** REQUIRED WORK **
What do the entries below say? Restate them word for word.

** DATA EXTRACT **
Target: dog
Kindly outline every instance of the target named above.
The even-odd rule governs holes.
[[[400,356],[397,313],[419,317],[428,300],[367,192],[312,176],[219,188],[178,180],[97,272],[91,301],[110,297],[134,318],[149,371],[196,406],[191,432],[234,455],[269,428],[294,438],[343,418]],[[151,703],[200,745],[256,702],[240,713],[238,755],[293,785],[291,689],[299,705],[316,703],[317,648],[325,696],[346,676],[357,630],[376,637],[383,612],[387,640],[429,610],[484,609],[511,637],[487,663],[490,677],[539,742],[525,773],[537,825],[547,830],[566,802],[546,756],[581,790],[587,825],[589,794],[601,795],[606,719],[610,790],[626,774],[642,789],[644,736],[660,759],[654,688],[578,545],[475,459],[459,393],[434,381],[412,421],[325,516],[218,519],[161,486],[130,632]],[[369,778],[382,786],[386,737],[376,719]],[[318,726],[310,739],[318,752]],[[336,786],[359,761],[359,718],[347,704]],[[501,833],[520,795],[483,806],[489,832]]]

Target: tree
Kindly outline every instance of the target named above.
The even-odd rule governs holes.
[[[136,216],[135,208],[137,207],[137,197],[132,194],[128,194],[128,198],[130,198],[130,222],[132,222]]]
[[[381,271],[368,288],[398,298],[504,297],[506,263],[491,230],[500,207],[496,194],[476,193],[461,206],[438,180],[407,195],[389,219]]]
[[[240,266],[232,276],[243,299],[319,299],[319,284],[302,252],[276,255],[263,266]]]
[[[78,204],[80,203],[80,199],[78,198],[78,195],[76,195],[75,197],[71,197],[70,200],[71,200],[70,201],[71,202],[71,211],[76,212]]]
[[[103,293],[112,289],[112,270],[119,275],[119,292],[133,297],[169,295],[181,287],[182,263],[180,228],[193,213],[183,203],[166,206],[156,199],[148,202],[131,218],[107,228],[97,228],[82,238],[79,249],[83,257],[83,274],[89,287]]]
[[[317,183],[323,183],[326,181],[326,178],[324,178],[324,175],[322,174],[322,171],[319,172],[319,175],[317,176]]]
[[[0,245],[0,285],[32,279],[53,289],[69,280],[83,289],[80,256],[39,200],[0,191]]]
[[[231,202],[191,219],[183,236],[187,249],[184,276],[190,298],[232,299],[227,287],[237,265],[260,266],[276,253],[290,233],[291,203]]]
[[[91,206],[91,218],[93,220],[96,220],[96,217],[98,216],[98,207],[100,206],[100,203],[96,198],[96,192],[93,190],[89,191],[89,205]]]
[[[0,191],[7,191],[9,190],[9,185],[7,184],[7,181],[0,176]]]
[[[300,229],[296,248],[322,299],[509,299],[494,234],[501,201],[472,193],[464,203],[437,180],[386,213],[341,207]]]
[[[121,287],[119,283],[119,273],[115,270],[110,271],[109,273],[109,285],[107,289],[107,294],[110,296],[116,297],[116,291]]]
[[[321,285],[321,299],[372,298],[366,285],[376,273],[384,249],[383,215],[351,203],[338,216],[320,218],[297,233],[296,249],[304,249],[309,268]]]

** RESULT OF THIS EXERCISE **
Target: dog
Kindly outline every instance of the target named above.
The even-odd rule governs holes.
[[[400,356],[397,313],[419,317],[428,300],[367,192],[312,176],[219,188],[178,180],[97,272],[91,301],[110,297],[134,318],[149,371],[196,406],[191,432],[234,455],[269,428],[294,438],[343,418]],[[151,703],[200,745],[256,702],[240,713],[238,755],[293,785],[291,689],[299,705],[316,703],[317,648],[325,696],[346,676],[357,630],[376,637],[383,612],[387,640],[429,610],[484,609],[511,637],[487,663],[490,677],[539,742],[525,773],[537,825],[547,830],[566,802],[546,756],[581,790],[587,825],[589,794],[601,795],[606,719],[610,790],[626,774],[642,789],[644,736],[660,759],[654,688],[578,545],[475,459],[459,393],[434,381],[412,421],[325,516],[218,519],[161,486],[130,632]],[[369,778],[382,786],[386,737],[376,719]],[[318,726],[310,739],[318,752]],[[336,786],[359,761],[359,718],[347,704]],[[501,833],[520,795],[483,806],[489,832]]]

Target: tree
Kindly outline every instance of the target named above.
The even-odd rule governs holes.
[[[136,216],[135,208],[137,207],[137,197],[132,194],[128,194],[128,198],[130,198],[130,222],[132,222]]]
[[[381,271],[368,288],[398,298],[504,297],[506,263],[491,230],[500,207],[496,194],[476,193],[461,206],[438,180],[407,195],[389,219]]]
[[[240,266],[232,276],[243,299],[319,299],[319,284],[302,252],[276,255],[263,266]]]
[[[78,204],[80,203],[80,199],[78,198],[78,195],[76,195],[75,197],[71,197],[70,200],[71,200],[70,201],[71,202],[71,211],[76,212]]]
[[[103,293],[112,289],[112,270],[119,275],[119,292],[133,297],[169,295],[181,287],[182,263],[180,228],[193,213],[183,203],[166,206],[156,199],[148,202],[131,218],[107,228],[97,228],[82,238],[79,249],[83,257],[83,274],[89,287]]]
[[[317,183],[323,183],[326,181],[326,178],[324,178],[324,175],[322,174],[322,171],[319,172],[319,175],[317,176]]]
[[[0,245],[0,285],[32,279],[53,289],[69,280],[83,289],[80,256],[39,200],[0,191]]]
[[[231,202],[191,219],[183,236],[187,249],[184,276],[190,298],[232,299],[227,287],[237,265],[260,266],[276,253],[290,233],[291,203]]]
[[[91,206],[91,218],[93,220],[96,220],[96,217],[98,216],[98,207],[100,206],[100,203],[96,198],[96,192],[93,190],[89,191],[89,205]]]
[[[0,191],[7,191],[9,190],[9,185],[7,184],[7,181],[0,176]]]
[[[300,229],[296,248],[322,299],[509,299],[494,234],[501,201],[472,193],[464,203],[437,180],[386,213],[341,207]]]
[[[121,287],[119,283],[119,273],[115,270],[110,271],[109,273],[109,285],[107,289],[107,294],[110,296],[116,297],[116,291]]]
[[[321,285],[321,299],[372,298],[366,285],[376,273],[384,249],[383,215],[351,203],[338,216],[320,218],[297,233],[296,249],[304,249],[309,268]]]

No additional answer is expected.